Parts of the exercise —
[1] In the passage on the mustard seed parable, about how many members did Winfield Methodist Church have in the mid-1940s?
[2] Extract the part of the passage on the mustard seed parable that begins at the words "I realize that" and stops after the words "be statistically reported.".

::: Provided passage :::

It’s worth noting that this very building was home to the largest Methodist Church in Arkansas in the 1940s. I’m not sure what year it peaked in membership, but Winfield Methodist Church had around 3500 members in the mid-1940s. QQUMC now has about 350 members and on a good Sunday we’ll have a little over 100 people in worship.
It’s not easy to fully embrace the glorious possibilities that this parable of the mustard seed evokes when you meet in a building that once held ten times as many people as we now have on an average Sunday. This mustard seed parable sort of make me wonder if we haven’t gone to seed so to speak.
But I’m reminded that these stories Jesus told aren’t allegories – they weren’t told in order for us to relate the political or religious events of the day with the images provided by these stories. We aren’t to relate the growth of our institution with the growth of the plant. That’s an easy place for us to go in our minds, but I don’t think that’s the right place to go. It’s natural to think Jesus was wanting us to believe in the possibility of stupendous growth of our good church when he told this parable of the mustard seed, but I don’t think that’s what he was wanting us to understand.
I really don’t think Jesus cared about establishing a new religious institution that would overshadow the sick one that dominated Israel at the time. Jesus did care about spiritual transformation, and that’s what these parables are about. Jesus wanted us to be able to see the nearness of God’s kingdom regardless of how far from the kingdom of God our institutions may wander.
I realize that I might be presenting our institutional health and life in some negative light, but I actually find these parables to be powerfully positive. What I hear Jesus saying is that the kingdom of God can grow under any circumstances. I hear him saying that you can’t keep it from growing and you can’t imagine how large it can get – regardless of the numbers that can be statistically reported.

::: Material supplied :::

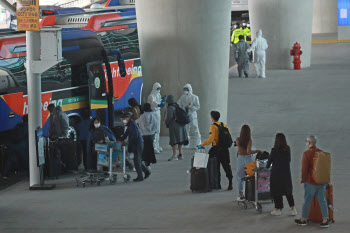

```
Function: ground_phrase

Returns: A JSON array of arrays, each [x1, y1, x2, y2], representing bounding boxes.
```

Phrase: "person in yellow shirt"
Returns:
[[231, 23, 244, 44], [198, 111, 233, 190]]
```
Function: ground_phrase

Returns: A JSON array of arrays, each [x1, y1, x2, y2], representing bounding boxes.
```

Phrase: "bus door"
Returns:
[[87, 61, 108, 125]]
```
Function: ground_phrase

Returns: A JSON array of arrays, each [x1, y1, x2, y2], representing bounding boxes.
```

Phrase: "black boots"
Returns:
[[227, 178, 233, 190]]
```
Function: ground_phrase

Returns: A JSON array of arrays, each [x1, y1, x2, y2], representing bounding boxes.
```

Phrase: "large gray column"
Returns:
[[136, 0, 231, 135], [248, 0, 314, 69]]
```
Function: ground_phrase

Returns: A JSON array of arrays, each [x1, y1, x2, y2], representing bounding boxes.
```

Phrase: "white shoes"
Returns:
[[289, 207, 298, 216], [271, 208, 298, 216], [154, 149, 160, 154], [168, 155, 179, 161], [271, 209, 282, 216]]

:::

Results for the exercise —
[1] Around 3500 members.

[2]
I realize that I might be presenting our institutional health and life in some negative light, but I actually find these parables to be powerfully positive. What I hear Jesus saying is that the kingdom of God can grow under any circumstances. I hear him saying that you can’t keep it from growing and you can’t imagine how large it can get – regardless of the numbers that can be statistically reported.